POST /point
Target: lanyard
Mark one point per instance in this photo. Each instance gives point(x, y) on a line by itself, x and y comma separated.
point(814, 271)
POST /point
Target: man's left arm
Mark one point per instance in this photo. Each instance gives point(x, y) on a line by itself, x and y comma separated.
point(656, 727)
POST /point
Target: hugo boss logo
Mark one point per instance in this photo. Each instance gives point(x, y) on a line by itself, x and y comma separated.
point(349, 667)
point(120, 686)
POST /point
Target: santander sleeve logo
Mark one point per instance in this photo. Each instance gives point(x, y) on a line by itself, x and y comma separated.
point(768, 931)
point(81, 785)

------------------------------

• Task: The required answer is the exact run of lines above starting at the line with "Target: lanyard" and ending at the line with "Target: man's left arm", with both ends present.

• Written reply:
Target: lanyard
Mark one point per instance in this photo. Each instance gives point(x, y) on a line by itself, x and y comma separated.
point(814, 271)
POST /point
Target: man's left arm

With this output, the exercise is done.